◆ Written request: Select every line of the records below that contains the word "player" and copy each one. Matching is case-sensitive.
══ Extracted material
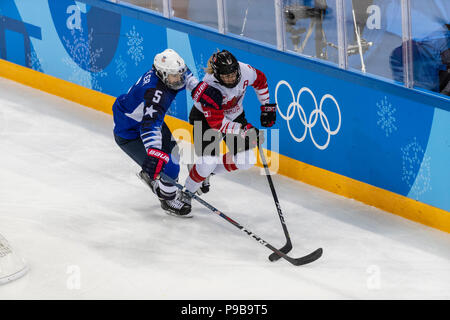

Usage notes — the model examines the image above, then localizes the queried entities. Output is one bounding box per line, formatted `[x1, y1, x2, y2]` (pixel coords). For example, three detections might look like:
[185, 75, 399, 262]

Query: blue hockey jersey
[113, 68, 198, 150]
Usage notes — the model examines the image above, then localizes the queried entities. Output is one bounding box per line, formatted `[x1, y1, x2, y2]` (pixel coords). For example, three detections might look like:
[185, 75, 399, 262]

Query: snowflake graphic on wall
[126, 26, 144, 66]
[27, 51, 44, 72]
[115, 55, 128, 82]
[401, 138, 431, 200]
[377, 96, 397, 137]
[63, 29, 107, 91]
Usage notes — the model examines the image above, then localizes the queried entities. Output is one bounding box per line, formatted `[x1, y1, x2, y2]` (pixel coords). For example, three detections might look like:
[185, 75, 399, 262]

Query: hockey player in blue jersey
[113, 49, 222, 217]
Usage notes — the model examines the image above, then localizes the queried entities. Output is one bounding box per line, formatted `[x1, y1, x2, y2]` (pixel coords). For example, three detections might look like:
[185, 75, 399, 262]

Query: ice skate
[160, 192, 193, 218]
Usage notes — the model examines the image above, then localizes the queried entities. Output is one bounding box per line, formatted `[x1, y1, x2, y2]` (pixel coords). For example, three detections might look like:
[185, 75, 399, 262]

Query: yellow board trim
[0, 59, 450, 233]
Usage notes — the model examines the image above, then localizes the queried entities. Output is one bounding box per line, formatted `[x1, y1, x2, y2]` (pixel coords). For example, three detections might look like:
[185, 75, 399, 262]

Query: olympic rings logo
[275, 80, 341, 150]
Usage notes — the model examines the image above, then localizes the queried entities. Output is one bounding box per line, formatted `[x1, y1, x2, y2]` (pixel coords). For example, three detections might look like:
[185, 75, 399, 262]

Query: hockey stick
[258, 138, 292, 261]
[160, 172, 322, 266]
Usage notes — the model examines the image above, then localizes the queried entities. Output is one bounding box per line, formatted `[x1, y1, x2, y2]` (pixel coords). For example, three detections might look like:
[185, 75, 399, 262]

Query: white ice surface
[0, 78, 450, 300]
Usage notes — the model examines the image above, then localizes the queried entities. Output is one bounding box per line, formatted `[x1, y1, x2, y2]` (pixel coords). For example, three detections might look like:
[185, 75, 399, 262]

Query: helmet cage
[153, 49, 187, 90]
[211, 50, 241, 88]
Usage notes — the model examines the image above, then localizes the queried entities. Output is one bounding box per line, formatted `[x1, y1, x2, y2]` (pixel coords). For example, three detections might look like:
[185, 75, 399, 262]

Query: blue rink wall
[0, 0, 450, 229]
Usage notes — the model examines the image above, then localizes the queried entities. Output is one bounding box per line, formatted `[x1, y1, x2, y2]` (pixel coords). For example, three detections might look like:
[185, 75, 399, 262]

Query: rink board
[0, 0, 450, 232]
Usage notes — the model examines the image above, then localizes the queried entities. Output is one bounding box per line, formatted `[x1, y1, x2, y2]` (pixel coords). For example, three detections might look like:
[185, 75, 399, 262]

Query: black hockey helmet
[211, 50, 241, 88]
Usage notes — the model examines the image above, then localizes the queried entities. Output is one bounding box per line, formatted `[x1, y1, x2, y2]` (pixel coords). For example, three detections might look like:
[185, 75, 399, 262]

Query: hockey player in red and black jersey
[185, 50, 277, 200]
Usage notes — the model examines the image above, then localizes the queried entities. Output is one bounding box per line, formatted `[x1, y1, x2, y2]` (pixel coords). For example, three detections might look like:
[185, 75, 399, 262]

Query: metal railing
[109, 0, 450, 95]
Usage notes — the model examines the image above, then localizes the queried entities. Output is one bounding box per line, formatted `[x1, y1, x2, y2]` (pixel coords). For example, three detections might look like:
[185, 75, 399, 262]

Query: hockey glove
[142, 149, 169, 180]
[240, 123, 264, 149]
[261, 103, 277, 127]
[191, 81, 223, 110]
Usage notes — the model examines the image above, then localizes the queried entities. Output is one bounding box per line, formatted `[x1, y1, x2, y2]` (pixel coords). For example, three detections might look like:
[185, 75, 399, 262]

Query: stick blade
[292, 248, 323, 266]
[269, 241, 292, 262]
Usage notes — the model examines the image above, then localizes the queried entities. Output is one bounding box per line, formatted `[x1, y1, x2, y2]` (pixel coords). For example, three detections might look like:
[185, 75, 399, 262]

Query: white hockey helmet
[153, 49, 187, 90]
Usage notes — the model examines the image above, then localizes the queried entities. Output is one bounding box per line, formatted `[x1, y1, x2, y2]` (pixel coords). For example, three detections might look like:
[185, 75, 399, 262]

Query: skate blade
[163, 209, 194, 219]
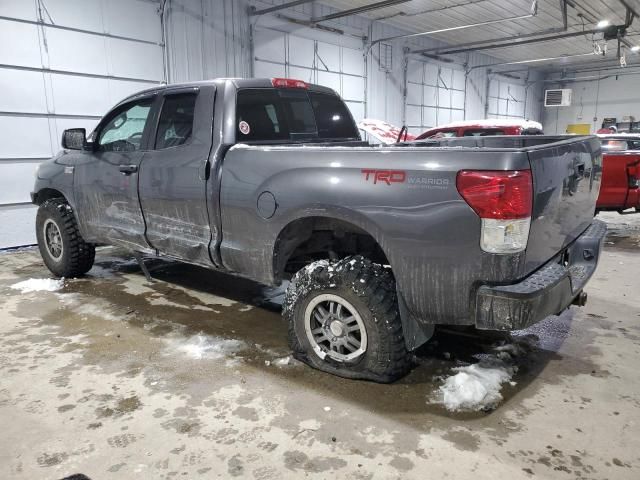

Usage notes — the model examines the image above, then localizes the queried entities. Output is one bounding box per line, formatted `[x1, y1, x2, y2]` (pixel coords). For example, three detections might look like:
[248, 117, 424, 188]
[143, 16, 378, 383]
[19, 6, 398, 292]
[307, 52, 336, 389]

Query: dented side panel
[220, 146, 529, 324]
════
◆ Problem solution:
Query: hockey player in blue jersey
Query: hockey player in red and black jersey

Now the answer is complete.